=== Tareas requeridas ===
- a) Según la crítica de Anora, ¿por qué el personaje de Ani no cae en estereotipos como el de la prostituta con el corazón de oro? Explícalo en una a tres oraciones.
- b) En la crítica de Anora, ¿en qué película interpretó Mikey Madison a una asesina?
- c) Retoma, por favor, la crítica de Anora justo después de su última oración y continúa el texto.

━━ Texto proporcionado

Sin embargo, llegado el momento la realidad llama a la puerta de Ani, o más bien la echa abajo, en forma de un trío de matones, y es entonces cuando Baker empieza a insuflar a Anora la misma sensibilidad tragicómica que ya manejó en películas previas como Tangerine (2015), The Florida Project (2017) y Red Rocket (2021), que ya se mostraban interesadas en quienes viven en los márgenes de la sociedad estadounidense y, más concretamente, en las vidas de las trabajadoras y los trabajadores sexuales; hay directores que se dedican a hacer películas de superhéroes, otros se dedican al cine musical, y Baker se dedica a contar las penurias que sufren quienes ofrecen sexo a cambio de dinero.
A medida que se intensifica la amenaza a la que Ani se enfrenta, y mientras Anora se convierte en una persecución desenfrenada y aderezada de una sinfonía de gritos, Baker exhibe de forma cada vez más imponente su habilidad única en el manejo de diferentes formas de comedia, de la de enredo a la del absurdo pasando por el ‘slapstick’ y la orquestación del caos. Entre toda esa confusión, eso sí, el director en ningún momento deja de prestar atención a la sucesión de miradas intercambiadas y gestos casuales que nos cuenta muchas cosas acerca de los personajes, todos ellos utilizados y despreciados por aquellos que ostentan el poder y el dinero. El trío de matones son, por encima de todo, trabajadores precarios que hacen lo posible para no ser despedidos. Ani, por su parte, ha roto esa regla de oro en su oficio según la que está prohibido creer en las fantasías, y poco a poco empieza a despertarse del sueño.
El personaje podría fácilmente haber caído en el estereotipo de la prostituta con el corazón de oro, o en el de la oportunista sin escrúpulos, o en el de la damisela en apuros, pero Ani es mucho más compleja, una mujer que derrocha una ferocidad que es genuina pero también una máscara tras la que se ocultan altas dosis de frustración, desesperación y fragilidad. La interpreta la actriz Mikey Madison, hasta ahora conocida sobre todo por su papel de asesina en el ‘reboot’ Scream (2022) y por su participación en Érase una vez en Hollywood (2019) en la piel de una de las chicas Manson -esa a la que Leonardo DiCaprio quema con su lanzallamas, para más señas-; resulta impensable que no obtenga una nominación al Oscar por el trabajo que ofrece aquí.

━━━━
━━ Material mostrado

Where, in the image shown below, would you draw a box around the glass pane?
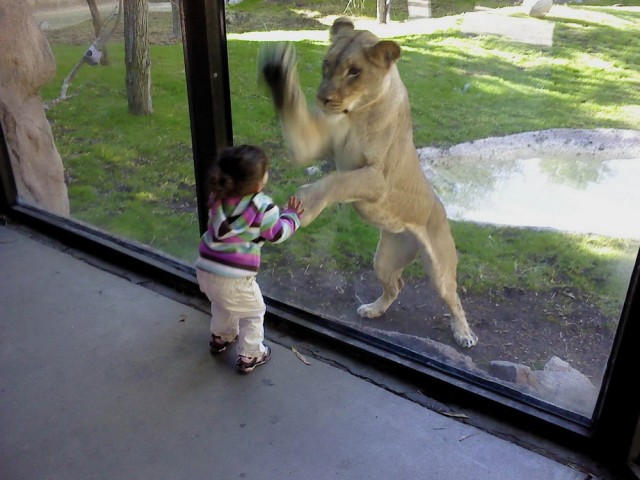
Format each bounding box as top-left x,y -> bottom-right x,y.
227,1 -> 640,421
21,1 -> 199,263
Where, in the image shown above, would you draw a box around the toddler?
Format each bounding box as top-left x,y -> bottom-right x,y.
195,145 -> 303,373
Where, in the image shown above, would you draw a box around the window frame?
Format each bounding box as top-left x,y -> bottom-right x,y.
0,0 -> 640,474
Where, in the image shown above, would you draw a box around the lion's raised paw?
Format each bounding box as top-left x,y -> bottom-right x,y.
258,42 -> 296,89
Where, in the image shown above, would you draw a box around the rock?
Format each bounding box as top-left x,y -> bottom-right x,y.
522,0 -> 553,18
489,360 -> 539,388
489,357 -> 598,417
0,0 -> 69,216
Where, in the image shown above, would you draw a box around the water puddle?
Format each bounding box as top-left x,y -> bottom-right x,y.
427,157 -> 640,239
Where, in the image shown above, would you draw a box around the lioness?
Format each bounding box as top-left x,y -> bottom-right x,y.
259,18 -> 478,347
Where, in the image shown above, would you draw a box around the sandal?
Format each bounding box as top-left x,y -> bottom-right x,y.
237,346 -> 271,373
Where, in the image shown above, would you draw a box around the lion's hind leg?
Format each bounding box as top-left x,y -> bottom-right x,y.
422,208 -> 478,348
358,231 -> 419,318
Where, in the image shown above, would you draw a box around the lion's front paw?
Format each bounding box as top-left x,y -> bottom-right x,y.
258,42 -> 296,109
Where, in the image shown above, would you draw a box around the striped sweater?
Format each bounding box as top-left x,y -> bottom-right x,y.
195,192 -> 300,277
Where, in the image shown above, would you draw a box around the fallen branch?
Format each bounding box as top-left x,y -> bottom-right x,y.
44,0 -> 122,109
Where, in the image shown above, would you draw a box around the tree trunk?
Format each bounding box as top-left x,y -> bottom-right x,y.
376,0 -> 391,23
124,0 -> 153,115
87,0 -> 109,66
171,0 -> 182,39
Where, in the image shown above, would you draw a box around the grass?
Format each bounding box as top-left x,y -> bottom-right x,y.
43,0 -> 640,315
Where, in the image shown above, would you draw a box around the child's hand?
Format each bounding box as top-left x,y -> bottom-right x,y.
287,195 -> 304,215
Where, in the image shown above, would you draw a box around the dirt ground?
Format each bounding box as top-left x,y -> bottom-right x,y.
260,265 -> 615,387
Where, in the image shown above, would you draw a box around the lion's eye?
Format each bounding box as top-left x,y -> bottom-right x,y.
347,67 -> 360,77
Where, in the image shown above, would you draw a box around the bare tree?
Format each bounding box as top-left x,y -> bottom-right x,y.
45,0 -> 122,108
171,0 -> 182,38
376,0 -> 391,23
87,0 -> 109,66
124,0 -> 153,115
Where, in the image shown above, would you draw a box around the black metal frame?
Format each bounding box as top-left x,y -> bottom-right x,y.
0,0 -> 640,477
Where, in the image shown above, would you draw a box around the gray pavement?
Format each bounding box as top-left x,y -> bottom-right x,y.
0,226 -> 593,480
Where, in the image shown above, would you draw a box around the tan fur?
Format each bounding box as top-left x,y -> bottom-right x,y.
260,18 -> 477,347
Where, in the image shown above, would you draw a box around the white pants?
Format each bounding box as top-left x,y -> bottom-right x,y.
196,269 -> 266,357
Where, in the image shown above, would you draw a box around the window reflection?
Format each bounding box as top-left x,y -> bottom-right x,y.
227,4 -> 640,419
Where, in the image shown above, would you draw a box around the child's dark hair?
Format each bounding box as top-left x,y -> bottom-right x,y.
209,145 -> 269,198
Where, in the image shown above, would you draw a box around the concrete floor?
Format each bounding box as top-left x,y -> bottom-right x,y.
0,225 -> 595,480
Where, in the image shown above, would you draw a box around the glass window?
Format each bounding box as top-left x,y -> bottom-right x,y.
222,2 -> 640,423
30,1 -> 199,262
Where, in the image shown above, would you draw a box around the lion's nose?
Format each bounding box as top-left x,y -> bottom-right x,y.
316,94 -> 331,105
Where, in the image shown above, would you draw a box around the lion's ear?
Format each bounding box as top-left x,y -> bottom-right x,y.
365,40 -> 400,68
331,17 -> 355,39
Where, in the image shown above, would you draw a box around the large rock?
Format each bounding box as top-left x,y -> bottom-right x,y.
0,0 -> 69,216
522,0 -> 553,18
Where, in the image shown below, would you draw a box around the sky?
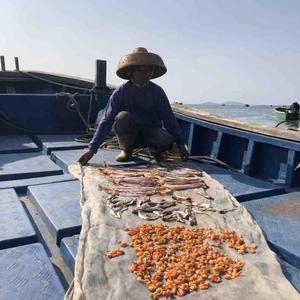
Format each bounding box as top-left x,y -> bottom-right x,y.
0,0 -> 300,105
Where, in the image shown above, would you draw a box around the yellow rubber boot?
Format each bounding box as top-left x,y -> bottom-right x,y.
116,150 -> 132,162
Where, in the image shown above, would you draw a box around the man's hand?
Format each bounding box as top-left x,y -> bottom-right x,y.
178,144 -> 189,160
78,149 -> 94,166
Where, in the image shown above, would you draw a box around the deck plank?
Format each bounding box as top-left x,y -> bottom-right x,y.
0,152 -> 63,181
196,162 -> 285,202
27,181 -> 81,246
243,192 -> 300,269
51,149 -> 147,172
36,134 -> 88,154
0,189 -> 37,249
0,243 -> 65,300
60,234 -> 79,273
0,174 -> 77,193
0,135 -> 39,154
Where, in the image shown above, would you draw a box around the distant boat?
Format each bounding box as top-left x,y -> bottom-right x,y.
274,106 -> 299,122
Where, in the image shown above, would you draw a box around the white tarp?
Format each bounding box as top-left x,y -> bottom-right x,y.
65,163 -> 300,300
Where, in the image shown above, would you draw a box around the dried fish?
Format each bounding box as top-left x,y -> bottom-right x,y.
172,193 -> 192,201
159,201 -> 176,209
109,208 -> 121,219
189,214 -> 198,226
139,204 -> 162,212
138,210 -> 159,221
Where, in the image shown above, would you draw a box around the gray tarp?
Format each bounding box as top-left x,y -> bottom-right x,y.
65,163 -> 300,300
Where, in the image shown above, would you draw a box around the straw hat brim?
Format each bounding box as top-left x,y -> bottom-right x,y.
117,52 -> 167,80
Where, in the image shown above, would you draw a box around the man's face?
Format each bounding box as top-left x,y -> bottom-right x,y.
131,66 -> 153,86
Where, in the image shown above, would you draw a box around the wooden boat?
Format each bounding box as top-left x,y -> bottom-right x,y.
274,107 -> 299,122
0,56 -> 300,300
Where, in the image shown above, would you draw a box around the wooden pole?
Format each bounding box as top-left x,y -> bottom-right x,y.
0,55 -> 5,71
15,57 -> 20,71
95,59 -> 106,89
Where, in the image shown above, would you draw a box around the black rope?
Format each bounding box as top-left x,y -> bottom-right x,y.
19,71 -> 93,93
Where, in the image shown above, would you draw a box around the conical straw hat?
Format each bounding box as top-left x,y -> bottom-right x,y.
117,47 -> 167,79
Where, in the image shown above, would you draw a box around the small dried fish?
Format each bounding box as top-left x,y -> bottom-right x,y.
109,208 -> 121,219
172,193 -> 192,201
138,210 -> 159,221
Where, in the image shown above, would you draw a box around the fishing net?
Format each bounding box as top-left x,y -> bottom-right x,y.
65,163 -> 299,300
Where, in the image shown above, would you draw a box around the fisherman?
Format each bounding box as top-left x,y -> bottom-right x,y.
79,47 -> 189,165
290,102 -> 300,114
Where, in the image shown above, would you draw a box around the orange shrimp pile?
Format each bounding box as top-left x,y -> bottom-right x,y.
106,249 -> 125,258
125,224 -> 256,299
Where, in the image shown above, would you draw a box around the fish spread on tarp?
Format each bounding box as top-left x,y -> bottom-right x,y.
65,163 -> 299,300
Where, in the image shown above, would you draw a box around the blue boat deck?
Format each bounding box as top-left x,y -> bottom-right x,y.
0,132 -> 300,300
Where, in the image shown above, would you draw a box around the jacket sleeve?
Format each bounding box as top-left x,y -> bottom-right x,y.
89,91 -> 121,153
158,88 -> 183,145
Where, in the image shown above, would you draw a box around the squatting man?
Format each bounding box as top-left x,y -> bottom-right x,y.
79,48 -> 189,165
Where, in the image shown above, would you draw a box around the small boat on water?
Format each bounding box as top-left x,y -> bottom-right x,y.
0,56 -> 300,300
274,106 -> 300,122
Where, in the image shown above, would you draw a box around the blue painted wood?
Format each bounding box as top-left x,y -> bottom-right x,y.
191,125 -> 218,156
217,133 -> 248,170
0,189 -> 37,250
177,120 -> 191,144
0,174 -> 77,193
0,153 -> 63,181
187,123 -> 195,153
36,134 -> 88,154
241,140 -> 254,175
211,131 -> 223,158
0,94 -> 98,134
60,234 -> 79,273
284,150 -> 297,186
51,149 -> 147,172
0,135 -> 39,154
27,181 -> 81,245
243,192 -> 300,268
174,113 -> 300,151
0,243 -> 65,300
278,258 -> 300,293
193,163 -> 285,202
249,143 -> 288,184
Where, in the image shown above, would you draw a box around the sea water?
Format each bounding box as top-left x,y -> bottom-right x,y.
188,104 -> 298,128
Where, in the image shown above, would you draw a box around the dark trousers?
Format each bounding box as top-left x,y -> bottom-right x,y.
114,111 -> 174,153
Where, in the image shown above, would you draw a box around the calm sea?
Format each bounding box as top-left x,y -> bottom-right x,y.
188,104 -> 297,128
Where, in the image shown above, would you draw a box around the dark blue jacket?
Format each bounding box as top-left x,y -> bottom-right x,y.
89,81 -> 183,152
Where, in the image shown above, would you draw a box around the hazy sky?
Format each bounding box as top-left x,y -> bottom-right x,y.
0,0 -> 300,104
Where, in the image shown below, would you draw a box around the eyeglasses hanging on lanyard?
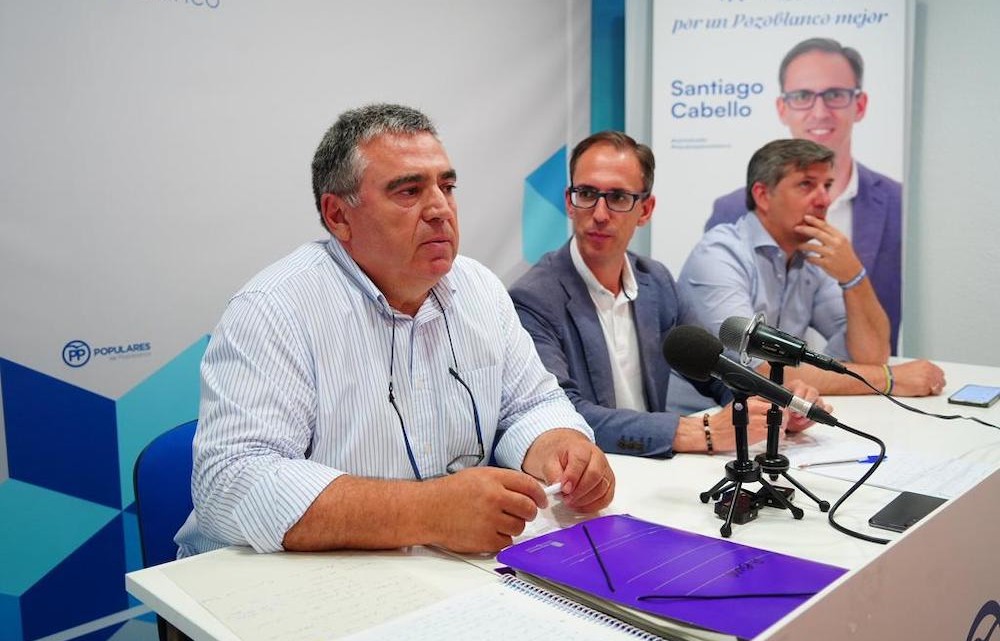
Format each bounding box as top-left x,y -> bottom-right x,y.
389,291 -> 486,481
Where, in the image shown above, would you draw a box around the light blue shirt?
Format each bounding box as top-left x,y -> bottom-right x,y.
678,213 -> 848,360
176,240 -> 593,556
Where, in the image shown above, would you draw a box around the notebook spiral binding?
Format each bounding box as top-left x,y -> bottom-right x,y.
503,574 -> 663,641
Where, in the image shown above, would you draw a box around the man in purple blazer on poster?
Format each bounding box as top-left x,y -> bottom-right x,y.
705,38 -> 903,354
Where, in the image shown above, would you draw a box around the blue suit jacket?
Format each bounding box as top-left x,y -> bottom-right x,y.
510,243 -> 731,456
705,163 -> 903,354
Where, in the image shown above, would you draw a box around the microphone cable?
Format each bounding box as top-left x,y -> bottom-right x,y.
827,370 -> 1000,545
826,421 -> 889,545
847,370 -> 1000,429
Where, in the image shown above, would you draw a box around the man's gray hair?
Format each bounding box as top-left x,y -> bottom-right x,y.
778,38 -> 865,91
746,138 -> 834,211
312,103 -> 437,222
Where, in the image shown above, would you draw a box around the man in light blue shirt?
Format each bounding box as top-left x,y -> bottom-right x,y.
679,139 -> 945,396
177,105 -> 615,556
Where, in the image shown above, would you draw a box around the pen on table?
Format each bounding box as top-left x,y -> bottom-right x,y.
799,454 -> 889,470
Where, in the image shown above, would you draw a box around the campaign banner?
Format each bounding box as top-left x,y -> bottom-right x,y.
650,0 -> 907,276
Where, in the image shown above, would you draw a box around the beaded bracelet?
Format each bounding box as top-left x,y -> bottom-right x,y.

━━━━

=== Respuestas por apartado ===
- a) Porque Ani es mucho más compleja que esos estereotipos: es una mujer que derrocha una ferocidad genuina, pero esa ferocidad es también una máscara tras la que se ocultan altas dosis de frustración, desesperación y fragilidad.

- b) En el 'reboot' Scream (2022).

- c)
En los últimos compases de un viaje a lo largo del que ha sido indultada, maltratada y humillada sistemáticamente, en cuanto dejan de funcionarle los mecanismos de defensa, Ani comprende que todo aquello acerca de lo que había tratado de convencerse a sí misma es una ilusión, y que carece por completo de control sobre su vida. Su periplo acaba con una escena de sexo, de largo la más triste de todas las que la película incluye; un momento de conexión carnal mucho más desesperado que gozoso, que no es fruto de un arrebato pasional sino de la conmiseración mutua, y que no transmite ni sentimiento romántico ni liberación catártica sino la aflicción que comparten dos personas explotadas, ambas valoradas solo por sus cuerpos y lo que pueden ofrecer físicamente. No, Anora no es Pretty Woman, y por tanto no tiene un final de cuento de hadas. El príncipe azul de Ani resultó ser tan irreal como las fantasías amorosas que ella ofrece a sus clientes. O como la comedia romántica que Anora primero nos promete mete y luego nos niega.